→ Dataset records:
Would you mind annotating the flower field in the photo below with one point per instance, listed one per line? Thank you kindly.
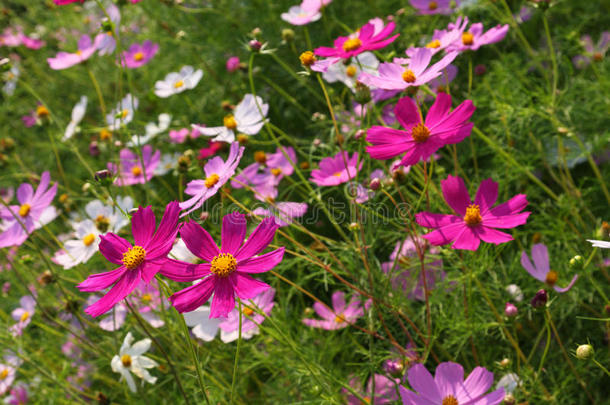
(325, 202)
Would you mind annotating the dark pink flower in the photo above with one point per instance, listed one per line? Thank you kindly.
(140, 261)
(421, 139)
(227, 271)
(475, 221)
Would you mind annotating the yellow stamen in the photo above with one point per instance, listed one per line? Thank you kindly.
(352, 44)
(229, 121)
(223, 264)
(89, 239)
(408, 76)
(134, 257)
(467, 38)
(473, 215)
(24, 210)
(212, 180)
(420, 133)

→ Exercise aim:
Rewrite all the rows above as a numbered list with no blank lines, and leave the pictures out.

→ Reply to the exercise:
1. Would you mind annotating the flower field in the photo below with one point per instance, listed one per line? Thank you kindly.
2. (325, 202)
3. Would you mind annotating the dark pink flower in the photo above with one point per instance, listed one per line? Thank you kindly.
4. (140, 261)
5. (421, 139)
6. (227, 271)
7. (475, 221)
8. Would you mind annotating the yellow stamen in the photo above with one point per instance, listed one per line? Thank you kindly.
9. (352, 44)
10. (229, 121)
11. (223, 264)
12. (89, 239)
13. (408, 76)
14. (134, 257)
15. (467, 38)
16. (473, 215)
17. (24, 210)
18. (212, 180)
19. (420, 133)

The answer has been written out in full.